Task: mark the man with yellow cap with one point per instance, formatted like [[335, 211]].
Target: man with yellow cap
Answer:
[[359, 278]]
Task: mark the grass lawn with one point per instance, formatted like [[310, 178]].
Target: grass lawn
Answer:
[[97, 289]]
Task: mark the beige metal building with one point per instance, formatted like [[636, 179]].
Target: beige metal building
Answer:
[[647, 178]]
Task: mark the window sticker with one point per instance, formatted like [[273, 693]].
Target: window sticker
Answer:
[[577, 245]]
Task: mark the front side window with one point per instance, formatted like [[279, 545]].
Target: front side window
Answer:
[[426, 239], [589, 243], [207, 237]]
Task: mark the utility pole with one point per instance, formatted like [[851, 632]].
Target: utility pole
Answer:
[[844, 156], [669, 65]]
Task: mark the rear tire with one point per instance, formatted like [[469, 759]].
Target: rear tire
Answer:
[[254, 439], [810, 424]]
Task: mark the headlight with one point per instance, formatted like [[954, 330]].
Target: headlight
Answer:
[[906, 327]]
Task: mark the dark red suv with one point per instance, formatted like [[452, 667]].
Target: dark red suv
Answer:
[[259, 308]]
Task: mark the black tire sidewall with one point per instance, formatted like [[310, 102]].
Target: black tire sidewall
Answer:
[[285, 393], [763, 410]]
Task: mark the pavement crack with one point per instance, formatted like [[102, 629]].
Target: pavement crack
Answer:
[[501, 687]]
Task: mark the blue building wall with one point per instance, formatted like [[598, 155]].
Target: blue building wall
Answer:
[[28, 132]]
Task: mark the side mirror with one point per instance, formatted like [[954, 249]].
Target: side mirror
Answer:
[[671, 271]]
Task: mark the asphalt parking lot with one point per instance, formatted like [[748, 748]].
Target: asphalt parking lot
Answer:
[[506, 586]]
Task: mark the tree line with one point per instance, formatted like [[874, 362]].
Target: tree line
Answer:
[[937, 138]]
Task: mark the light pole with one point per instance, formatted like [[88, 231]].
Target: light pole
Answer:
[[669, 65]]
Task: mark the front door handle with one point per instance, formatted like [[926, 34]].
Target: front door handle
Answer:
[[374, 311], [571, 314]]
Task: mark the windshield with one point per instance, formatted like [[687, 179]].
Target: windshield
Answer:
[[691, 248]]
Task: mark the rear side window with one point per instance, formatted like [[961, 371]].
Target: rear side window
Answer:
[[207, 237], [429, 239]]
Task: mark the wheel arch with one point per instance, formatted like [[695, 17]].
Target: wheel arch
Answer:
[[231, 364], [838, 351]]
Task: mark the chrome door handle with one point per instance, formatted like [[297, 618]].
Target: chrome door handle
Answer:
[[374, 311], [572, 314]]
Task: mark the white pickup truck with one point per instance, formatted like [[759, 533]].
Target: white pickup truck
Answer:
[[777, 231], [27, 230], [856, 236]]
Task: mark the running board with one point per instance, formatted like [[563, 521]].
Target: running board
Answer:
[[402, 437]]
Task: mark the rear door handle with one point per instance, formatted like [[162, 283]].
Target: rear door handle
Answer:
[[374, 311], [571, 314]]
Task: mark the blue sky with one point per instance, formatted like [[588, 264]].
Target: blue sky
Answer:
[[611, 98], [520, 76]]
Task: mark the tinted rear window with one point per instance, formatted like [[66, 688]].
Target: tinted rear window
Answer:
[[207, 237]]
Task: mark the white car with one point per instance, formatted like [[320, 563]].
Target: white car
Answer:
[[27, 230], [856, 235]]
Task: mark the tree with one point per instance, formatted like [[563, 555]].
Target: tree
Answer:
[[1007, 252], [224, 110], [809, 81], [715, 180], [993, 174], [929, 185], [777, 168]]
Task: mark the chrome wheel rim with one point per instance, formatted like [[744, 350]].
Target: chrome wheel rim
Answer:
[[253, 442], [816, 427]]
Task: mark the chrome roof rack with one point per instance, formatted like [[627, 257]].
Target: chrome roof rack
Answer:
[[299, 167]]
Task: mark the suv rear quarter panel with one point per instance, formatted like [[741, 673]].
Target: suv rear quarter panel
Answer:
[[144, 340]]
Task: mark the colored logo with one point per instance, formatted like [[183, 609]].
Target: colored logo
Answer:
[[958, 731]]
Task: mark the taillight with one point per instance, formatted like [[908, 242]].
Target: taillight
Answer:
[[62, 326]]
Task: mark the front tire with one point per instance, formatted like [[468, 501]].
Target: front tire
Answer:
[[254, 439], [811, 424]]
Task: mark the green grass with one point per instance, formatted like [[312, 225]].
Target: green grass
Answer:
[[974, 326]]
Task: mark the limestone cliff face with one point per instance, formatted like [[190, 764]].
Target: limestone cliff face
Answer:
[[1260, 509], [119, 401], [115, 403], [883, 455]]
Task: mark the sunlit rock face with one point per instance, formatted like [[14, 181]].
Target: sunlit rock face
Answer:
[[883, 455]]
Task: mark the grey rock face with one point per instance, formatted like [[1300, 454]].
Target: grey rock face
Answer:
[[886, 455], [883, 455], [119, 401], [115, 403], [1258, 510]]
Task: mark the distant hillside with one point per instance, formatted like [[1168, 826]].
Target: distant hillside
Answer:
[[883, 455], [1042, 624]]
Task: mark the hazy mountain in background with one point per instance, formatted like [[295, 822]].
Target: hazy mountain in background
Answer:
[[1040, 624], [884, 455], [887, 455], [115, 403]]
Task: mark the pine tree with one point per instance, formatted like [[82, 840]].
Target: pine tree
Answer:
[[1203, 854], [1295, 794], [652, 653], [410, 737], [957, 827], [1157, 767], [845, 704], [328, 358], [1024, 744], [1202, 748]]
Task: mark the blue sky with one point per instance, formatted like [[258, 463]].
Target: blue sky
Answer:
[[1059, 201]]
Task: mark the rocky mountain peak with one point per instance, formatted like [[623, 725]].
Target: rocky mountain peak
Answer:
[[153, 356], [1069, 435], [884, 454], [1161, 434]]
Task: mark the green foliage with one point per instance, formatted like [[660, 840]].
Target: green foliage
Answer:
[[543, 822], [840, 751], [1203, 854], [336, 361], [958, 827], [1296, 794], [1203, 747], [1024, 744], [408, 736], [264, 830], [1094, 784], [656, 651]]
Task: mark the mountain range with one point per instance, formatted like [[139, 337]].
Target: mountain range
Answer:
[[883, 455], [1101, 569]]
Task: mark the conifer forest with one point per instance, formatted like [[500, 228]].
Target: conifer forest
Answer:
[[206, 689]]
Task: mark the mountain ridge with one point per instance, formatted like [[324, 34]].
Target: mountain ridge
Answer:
-=-=-
GIVEN INSTRUCTION: Return all of the records above verbatim, line for line, with no changes.

RESPONSE FOR THIS EXERCISE:
Task: mark the man with yellow cap with one point per instance, formatted like [[335, 211]].
Target: man with yellow cap
Answer:
[[359, 278]]
Task: mark the grass lawn with one point per instance, formatted like [[310, 178]].
Target: grass lawn
Answer:
[[97, 289]]
Task: mark the beige metal building with one point per instance, formatted like [[636, 179]].
Target: beige metal building
Answer:
[[647, 178]]
Task: mark the window sticker with one point per instance, formatted like [[273, 693]].
Target: window sticker
Answer:
[[577, 245]]
Task: mark the front side window with one point per instance, formatted like [[279, 545]].
Target: front side window
Answer:
[[426, 239], [589, 243], [207, 237]]
Task: mark the utility pole with one point per instance, formatted like [[851, 632]].
Target: utility pole
Answer:
[[844, 156], [669, 65]]
Task: mark the rear tire with one point per instance, formatted like [[469, 759]].
Target: rear tire
Answer:
[[254, 439], [810, 424]]
Task: mark the headlight with one point per instance, formatted like [[954, 330]].
Target: headlight
Answer:
[[906, 327]]
Task: mark the dark red suv with one point per instance, formatted like [[452, 667]].
Target: dark red suv
Answer:
[[259, 308]]
Task: mark the black tire sidewall with one point per instance, formatted like [[310, 102]].
Target: black tire sidewall
Answer:
[[285, 393], [763, 410]]
Task: mark the pavement crack with one point per instance, formatted like [[102, 629]].
Target: pavement crack
Answer:
[[501, 687]]
Task: mark the blue building wall with one point per instance, formatted like [[598, 155]].
Target: blue building wall
Answer:
[[28, 132]]
Task: mark the side mirror with one point per instance, formatted like [[954, 249]].
Target: side mirror
Answer:
[[671, 271]]
Task: mark the asphalt parking lot with one point per instance, formatted like [[748, 748]].
Target: asphalt parking lot
Answer:
[[506, 586]]
Task: mark the tree line with one point per instance, formatted like [[874, 362]].
Target: tree line
Answer:
[[937, 138]]
Task: mark the light pole with one point per instance, formatted like [[88, 231]].
Target: light pole
Answer:
[[669, 65]]
Task: mark the front door handle with one point per instance, formatted like [[926, 34]].
Target: front door handle
Answer:
[[374, 311], [571, 314]]
Task: mark the windshield with one point per instance, formatted like [[687, 179]].
Target: windshield
Answer:
[[691, 248]]
Task: mark the rear side window with one point per instance, formatted like [[961, 371]].
Target: rear side window
Answer:
[[207, 237], [429, 239]]
Task: mark the wheel arch with one point per instance, formatted like [[695, 17]].
Target: wheel arch
Answer:
[[231, 364], [838, 351]]
Task: mark the chrome door handle with one point per instance, formatted like [[297, 618]].
Target: chrome door handle
Answer:
[[374, 311], [572, 314]]
Task: mark the white pickup truck with one point per instance, formatted like [[759, 533]].
Target: white pickup truck
Answer:
[[777, 231], [27, 230], [856, 236]]
Task: mark the running board with one point per instance, formatted like [[563, 521]].
Target: running board
Answer:
[[402, 437]]
Task: mark the rear door handle with one point per instance, formatted like [[162, 283]].
Target: rear door handle
Answer:
[[374, 311], [571, 314]]
Task: mark the blue sky with one point per instance, formatted like [[588, 264]].
Target: blue sky
Answer:
[[611, 98], [520, 76]]
Task: mark the tinted rear window with one point per instance, formatted like [[66, 688]].
Target: tinted rear window
Answer:
[[207, 237]]
Task: mark the white car with one point per instance, formatted like [[320, 563]].
Target: white car
Answer:
[[27, 230], [856, 235]]
Task: mark the tree with one point per instance, formatted like [[563, 555]].
Target: tree
Answer:
[[1007, 252], [224, 110], [809, 81], [715, 180], [993, 174], [929, 185], [777, 168]]
Task: mark the chrome wheel rim with one point per instance, formatted like [[744, 350]].
Target: chrome wheel rim
Answer:
[[253, 442], [816, 427]]
Task: mark the chrome roof rack with one point per instance, formatted like [[627, 257]].
Target: chrome roof rack
Answer:
[[299, 167]]
Task: mark the suv rear quarter panel with one point per instance, formatted like [[741, 673]].
Target: suv rear quarter panel
Answer:
[[144, 340]]
Task: mark the colored logo with one point per instance, formatted like [[183, 609]].
Target: colored logo
Answer:
[[958, 731]]
Task: mark the taillight with one point per instance, formatted like [[908, 242]].
Target: taillight
Answer:
[[62, 326]]
Task: mark the front tire with one point per instance, formatted like [[468, 501]].
Target: front tire
Answer:
[[254, 439], [811, 424]]
Task: mark the green grass with one point per instance, formatted like [[312, 225]].
Target: green grass
Answer:
[[974, 326]]
Task: mark the limestone cliff face with one point per instance, formatted like [[190, 764]].
Target: limestone cliff face
Answer:
[[1260, 509], [119, 401], [115, 403], [883, 455]]
Task: mark the sunlit rock face with one point per instance, formatted like [[14, 181]].
Target: sunlit rock face
Answer:
[[883, 455]]
Task: mark the grey rock face with one point per instance, formatted like [[1300, 454]].
Target: grey rock face
Answer:
[[886, 455], [883, 455], [119, 401], [115, 403], [1258, 510]]
Task: mark the distant hillside with one point per instance, formatted like [[1168, 826]].
Target: distant hillside
Answer:
[[883, 455], [1042, 624]]
Task: mark the hazy mountain in background with one point per instance, formatted like [[295, 822]].
Target: hazy mountain in background
Answer:
[[1040, 624], [884, 455], [887, 455], [115, 403]]
Task: mark the pine tree with one point per instance, formatted like [[82, 840]].
Target: pine tree
Answer:
[[1203, 854], [1295, 794], [652, 653], [410, 737], [957, 827], [1157, 767], [845, 704], [328, 358], [1024, 744], [1202, 748]]
Task: mark the blue sky with one point per instance, formatted like [[258, 463]].
Target: blue sky
Answer:
[[1059, 201]]
Task: mark the rocky mountain peak with one point per instance, formatted like [[623, 725]].
Target: rocky mountain peak
Answer:
[[153, 356], [1069, 435], [884, 454], [1161, 434]]
Task: mark the green foliage with one point per instance, formatted like [[660, 840]].
Target: green foliage
Answer:
[[543, 822], [840, 751], [1203, 854], [336, 361], [958, 827], [1296, 794], [1203, 747], [1024, 744], [408, 736], [264, 830], [1094, 784], [656, 651]]
Task: mark the mountain range with one point per instance, formatted like [[139, 337]].
Target: mountain range
Answer:
[[883, 455], [1101, 569]]
Task: mark the conifer forest with one point per instance, formatted like [[500, 228]].
Target: conifer forest
Answer:
[[206, 689]]
Task: mark the mountain ridge with one point per instance, formatted like [[324, 34]].
Target: mountain ridge
Answer:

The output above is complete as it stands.